Repeat the records. Each line must match exactly.

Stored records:
========================================

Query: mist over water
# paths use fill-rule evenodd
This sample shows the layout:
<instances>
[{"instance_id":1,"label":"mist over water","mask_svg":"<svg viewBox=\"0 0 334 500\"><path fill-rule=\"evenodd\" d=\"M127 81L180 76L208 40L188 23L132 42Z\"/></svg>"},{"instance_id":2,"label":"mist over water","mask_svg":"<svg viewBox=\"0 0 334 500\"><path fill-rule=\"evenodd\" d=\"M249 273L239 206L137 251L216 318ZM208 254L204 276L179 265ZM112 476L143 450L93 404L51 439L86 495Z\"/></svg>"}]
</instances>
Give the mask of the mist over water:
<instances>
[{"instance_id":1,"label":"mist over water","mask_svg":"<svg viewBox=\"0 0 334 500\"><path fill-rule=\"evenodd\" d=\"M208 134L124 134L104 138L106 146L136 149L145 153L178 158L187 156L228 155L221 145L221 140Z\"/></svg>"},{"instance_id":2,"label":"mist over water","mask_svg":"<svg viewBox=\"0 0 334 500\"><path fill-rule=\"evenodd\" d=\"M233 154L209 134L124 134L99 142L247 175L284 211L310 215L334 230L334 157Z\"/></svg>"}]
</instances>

========================================

Reply to the exercise:
Query: mist over water
# paths use fill-rule evenodd
This sample shows the layout:
<instances>
[{"instance_id":1,"label":"mist over water","mask_svg":"<svg viewBox=\"0 0 334 500\"><path fill-rule=\"evenodd\" d=\"M127 81L180 76L208 40L188 23L132 42Z\"/></svg>"},{"instance_id":2,"label":"mist over water","mask_svg":"<svg viewBox=\"0 0 334 500\"><path fill-rule=\"evenodd\" d=\"M249 273L239 206L137 251L216 318ZM208 254L204 276L179 265ZM112 476L143 450L93 404L51 439L86 495Z\"/></svg>"}]
</instances>
Give the mask of the mist over water:
<instances>
[{"instance_id":1,"label":"mist over water","mask_svg":"<svg viewBox=\"0 0 334 500\"><path fill-rule=\"evenodd\" d=\"M208 134L124 134L104 138L106 146L136 149L145 153L178 158L187 156L228 155L221 145L221 140Z\"/></svg>"},{"instance_id":2,"label":"mist over water","mask_svg":"<svg viewBox=\"0 0 334 500\"><path fill-rule=\"evenodd\" d=\"M233 154L209 134L124 134L99 142L247 175L284 211L310 215L334 230L334 157Z\"/></svg>"}]
</instances>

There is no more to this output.